■ Task to carry out: Reproduce every one of the records below verbatim, but omit the pictures.

■ Extracted entries:
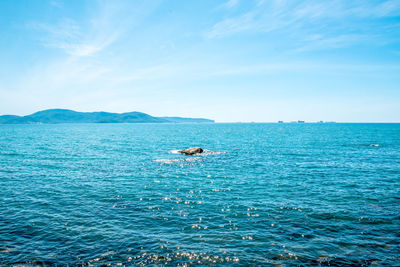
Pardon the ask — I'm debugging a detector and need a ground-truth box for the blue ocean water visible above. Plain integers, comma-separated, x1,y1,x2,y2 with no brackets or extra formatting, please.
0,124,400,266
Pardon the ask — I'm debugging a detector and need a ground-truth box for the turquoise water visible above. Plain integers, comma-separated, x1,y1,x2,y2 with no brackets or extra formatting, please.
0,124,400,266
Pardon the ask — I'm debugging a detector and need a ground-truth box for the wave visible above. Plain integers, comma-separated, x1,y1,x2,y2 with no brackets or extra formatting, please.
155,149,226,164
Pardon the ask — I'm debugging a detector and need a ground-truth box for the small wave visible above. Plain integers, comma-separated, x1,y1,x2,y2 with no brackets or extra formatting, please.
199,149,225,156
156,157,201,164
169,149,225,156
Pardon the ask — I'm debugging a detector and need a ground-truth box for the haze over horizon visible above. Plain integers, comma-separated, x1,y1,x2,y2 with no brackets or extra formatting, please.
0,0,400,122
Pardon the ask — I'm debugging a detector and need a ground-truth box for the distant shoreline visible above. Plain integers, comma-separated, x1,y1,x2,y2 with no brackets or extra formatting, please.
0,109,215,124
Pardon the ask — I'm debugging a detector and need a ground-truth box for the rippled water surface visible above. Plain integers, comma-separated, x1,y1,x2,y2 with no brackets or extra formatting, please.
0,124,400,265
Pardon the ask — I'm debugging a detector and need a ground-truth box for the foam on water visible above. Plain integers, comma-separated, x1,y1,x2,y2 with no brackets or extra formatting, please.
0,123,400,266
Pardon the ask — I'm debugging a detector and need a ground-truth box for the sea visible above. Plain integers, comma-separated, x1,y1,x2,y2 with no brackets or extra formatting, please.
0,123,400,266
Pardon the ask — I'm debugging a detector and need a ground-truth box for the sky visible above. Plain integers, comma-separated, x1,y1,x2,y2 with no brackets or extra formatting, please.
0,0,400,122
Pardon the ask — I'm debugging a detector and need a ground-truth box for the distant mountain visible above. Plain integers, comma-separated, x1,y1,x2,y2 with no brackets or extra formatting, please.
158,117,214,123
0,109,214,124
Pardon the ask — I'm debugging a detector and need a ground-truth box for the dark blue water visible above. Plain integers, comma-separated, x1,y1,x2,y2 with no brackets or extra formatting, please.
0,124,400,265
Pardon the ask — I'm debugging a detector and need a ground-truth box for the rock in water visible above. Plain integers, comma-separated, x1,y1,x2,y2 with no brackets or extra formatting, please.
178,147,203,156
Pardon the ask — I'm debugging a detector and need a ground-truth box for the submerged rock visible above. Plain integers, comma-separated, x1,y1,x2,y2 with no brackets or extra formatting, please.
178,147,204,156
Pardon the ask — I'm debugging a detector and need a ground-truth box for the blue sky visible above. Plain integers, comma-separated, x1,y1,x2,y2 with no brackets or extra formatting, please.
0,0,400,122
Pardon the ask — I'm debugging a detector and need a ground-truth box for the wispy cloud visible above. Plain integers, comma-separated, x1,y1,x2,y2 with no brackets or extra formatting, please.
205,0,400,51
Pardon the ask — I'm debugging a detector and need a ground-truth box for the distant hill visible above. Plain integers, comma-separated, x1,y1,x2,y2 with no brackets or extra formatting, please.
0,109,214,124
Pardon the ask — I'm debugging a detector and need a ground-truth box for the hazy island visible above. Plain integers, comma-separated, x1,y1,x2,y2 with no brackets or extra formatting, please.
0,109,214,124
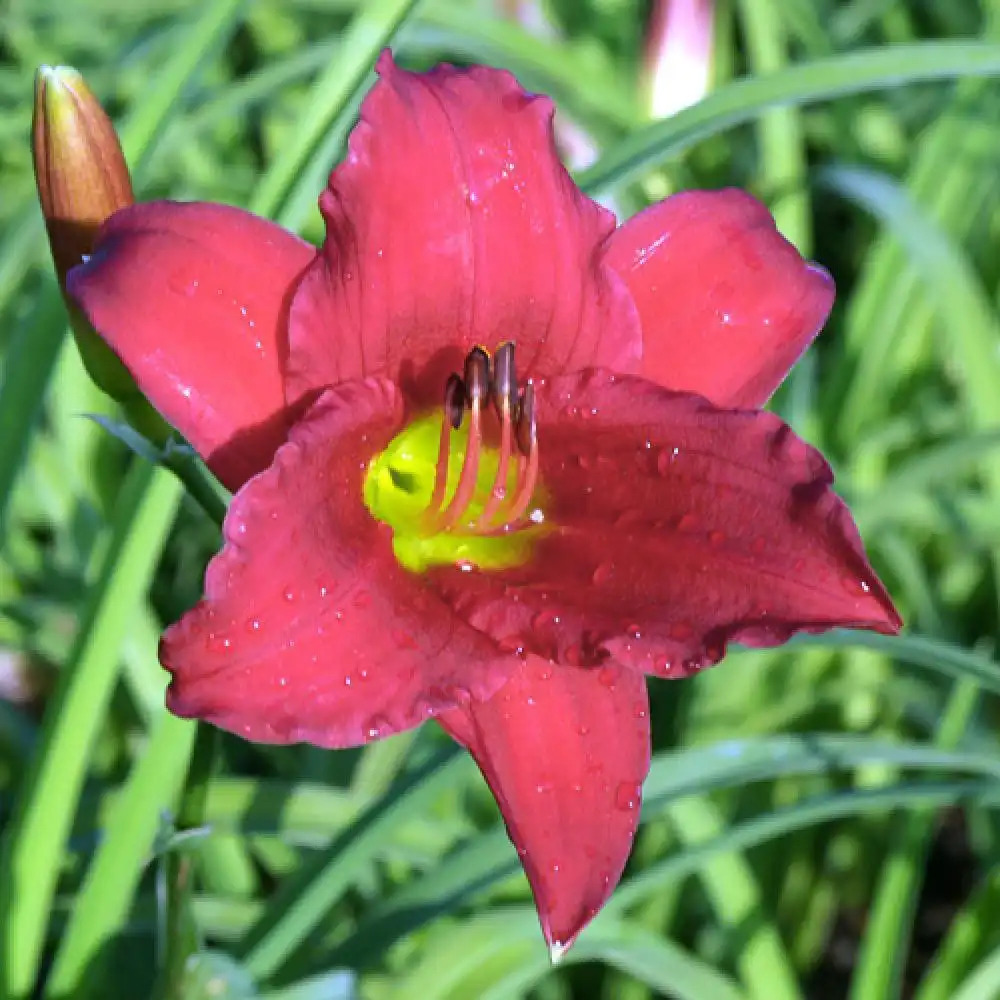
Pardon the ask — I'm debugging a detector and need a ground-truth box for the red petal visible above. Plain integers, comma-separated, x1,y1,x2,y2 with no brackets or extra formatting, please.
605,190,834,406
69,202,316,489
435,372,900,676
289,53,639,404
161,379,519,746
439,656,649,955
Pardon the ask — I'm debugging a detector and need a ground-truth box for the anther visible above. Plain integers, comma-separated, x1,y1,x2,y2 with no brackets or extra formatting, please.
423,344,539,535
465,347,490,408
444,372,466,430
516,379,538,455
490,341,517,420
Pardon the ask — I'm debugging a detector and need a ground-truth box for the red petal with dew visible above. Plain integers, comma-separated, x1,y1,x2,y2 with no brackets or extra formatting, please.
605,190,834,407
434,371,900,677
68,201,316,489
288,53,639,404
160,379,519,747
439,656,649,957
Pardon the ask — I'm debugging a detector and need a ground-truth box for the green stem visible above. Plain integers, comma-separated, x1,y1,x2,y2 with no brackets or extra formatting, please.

■ Solution to this exercise:
Pardon the ask — I'm debugging a detector and need a ground-truth box for the blue ocean water visible above. Plain integers, comma-separated, x1,y1,x2,y2 with no brackets or extra formatting, please.
0,124,400,266
Pardon the ask — I'm debugging a detector and need a ground-truth box for the turquoise water visible above. Plain integers, comma-separated, x1,y1,x2,y2 with no brackets or extra formatting, please.
0,124,400,266
Pardon the ask — I'm debugging a detector and need a ground-truth box for the wave visible above. Plain integers, comma-separated, x1,y1,x2,y2 with no brackets or extra formatting, please.
155,149,226,164
Pardon the ask — I'm debugging a detector and need a ground-truth box for the small wave visible above. Plain integers, comma-separated, x1,y1,x2,y2 with no brackets or extra formatting, please.
199,149,225,156
156,157,201,164
169,149,225,156
Pardon the ask — I'm debugging a detector and need a ground-truth box for the haze over horizon visible above. Plain integers, comma-separated, x1,y1,x2,y2 with no brackets or extra formatting, please.
0,0,400,122
Pardon the ask — I'm debugging a detector and need a ground-truth box for the distant shoreline visible above. Plain integers, comma-separated, x1,y1,x2,y2 with no brackets or extra formatting, please.
0,109,215,124
Pardon the ask — I'm debugging a detector and need a ground-truth box for the rippled water surface visible above. Plain integers, comma-separated, x1,y1,x2,y2 with no brackets or extra formatting, please.
0,124,400,265
Pardon the ask — I'm debugging a detector and need a ground-truth box for the foam on water visible above. Plain integers, comma-separated, x1,y1,x2,y2 with no brackets or extra formatting, please.
0,123,400,266
Pardon the ask — I'm debugging a detector and need a ground-truth box for the sea visible above. Plain integers, comma-separated, x1,y1,x2,y2 with no brackets or extra formatting, please.
0,123,400,266
Pardon the ask — I'm debugging a detector and need a ground-truth box for the sky visible above. Plain integers, comma-separated, x1,y1,x2,y2 with no brackets or extra formatting, please.
0,0,400,122
Pardon the ask — I'm debugging a detector and need a ground-truth box for the distant mountain visible above. Plain integers, comma-separated, x1,y1,x2,y2 with no brackets or extra formatting, please.
158,117,214,123
0,109,214,124
Pardon the ask — I'm debugging a detector and need a ground-truth box for the dark blue water visible above. Plain integers, comma-separated, x1,y1,x2,y2 with no brackets or extra formatting, please.
0,124,400,265
Pardon the ask — I'm debugging a detector and need a ground-truth box for the rock in water visible above. Plain integers, comma-separated, x1,y1,x2,y2 with no brackets or extra formatting, please.
178,147,203,156
Pardon the ask — I'm debugging a detector and need a ground-truth box for the submerged rock visible above. Plain integers, comma-separated, x1,y1,x2,y2 with no brackets or extra formatting, please.
178,147,204,156
Pardon the ask — I'm debugging a detector and need a ground-truth box for the blue sky visible above. Plain integers, comma-separated, x1,y1,x2,y2 with no brackets or extra formatting, please.
0,0,400,122
Pardon the ask — I'm debugging a detector and need a ground-truth box for the wispy cloud visible above. Plain integers, comma-separated, x1,y1,x2,y2 with no brackets or extra formatting, please.
205,0,400,51
Pardon the ask — I'm debugging a detector and need a ground-truth box for the distant hill visible above. Plain integers, comma-separated, x1,y1,x2,y2 with no brackets or extra formatting, please.
0,109,214,124
Pardon the ask — I'm debugging a detector and need a ground-truth box for the hazy island visible above. Plain integers, comma-separated, x1,y1,x2,y2 with no brackets or extra formatting, please.
0,109,214,124
Pardon the ask — I'm debugging a detector and need a ground-truth box for the red petal visible above. Plain integers, comma-separated, x1,y1,x2,y2 with no brackets or extra formatting, please.
605,190,834,406
69,202,316,489
435,372,900,676
289,53,639,404
161,379,519,746
439,656,649,955
Pardon the ask — I'm debugging a detector and need a ground-truth box for the anther visible above. Plain integers, comma-separated, x1,y1,x2,y2 with no brackets or extra formatting, please.
423,344,539,535
465,347,490,408
444,372,466,430
516,379,538,455
490,341,517,420
Pardon the ask — I'm debugging a detector and need a ground-truth box for the red petal with dew visible above. Plain integers, comma-separated, x1,y1,x2,y2 with no brackets or extra formatting, please.
605,190,834,407
434,371,900,677
68,201,316,489
288,53,639,404
160,379,519,747
439,656,649,957
Pardon the ask — I'm debugging a detector and need a ground-truth box for the green stem visible above. Plain integers, comma-separated, x1,y1,x2,y2 with no brackets or extra formatting, please.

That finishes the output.